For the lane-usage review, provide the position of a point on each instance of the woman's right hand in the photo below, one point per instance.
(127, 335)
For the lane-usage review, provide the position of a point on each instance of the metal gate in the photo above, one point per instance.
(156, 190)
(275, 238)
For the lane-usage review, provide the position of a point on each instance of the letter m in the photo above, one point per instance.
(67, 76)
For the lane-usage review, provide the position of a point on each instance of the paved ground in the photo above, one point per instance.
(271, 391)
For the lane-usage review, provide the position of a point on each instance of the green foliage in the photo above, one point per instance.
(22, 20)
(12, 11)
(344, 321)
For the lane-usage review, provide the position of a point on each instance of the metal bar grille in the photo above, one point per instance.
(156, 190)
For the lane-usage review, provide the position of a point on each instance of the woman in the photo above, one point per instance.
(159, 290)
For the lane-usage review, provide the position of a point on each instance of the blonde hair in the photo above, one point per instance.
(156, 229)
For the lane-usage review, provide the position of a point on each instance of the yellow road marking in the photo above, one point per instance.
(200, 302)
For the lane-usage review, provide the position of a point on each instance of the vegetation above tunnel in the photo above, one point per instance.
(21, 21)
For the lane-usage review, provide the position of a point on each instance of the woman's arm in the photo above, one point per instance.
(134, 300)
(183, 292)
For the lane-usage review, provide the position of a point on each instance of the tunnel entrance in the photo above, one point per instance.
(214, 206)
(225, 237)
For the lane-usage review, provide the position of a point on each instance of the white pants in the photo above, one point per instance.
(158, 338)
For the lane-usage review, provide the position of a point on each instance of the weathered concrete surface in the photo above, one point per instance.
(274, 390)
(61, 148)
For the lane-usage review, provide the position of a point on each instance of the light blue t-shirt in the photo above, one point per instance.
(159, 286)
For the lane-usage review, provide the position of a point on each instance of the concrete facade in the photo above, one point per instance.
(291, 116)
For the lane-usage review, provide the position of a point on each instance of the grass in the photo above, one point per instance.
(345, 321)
::::::::::
■ **What is asked**
Please copy out word for word the lines of the items starting with the line that contains "of the concrete" and going on through the last line of the items.

■ **The reply**
For the lane-usage review, provide the position of a point on each instance of the concrete facade in the photo above, one point per instance.
(291, 116)
For the lane-usage review, provide the position of a point on each instance of the grass in the photo above, one point per instance.
(345, 321)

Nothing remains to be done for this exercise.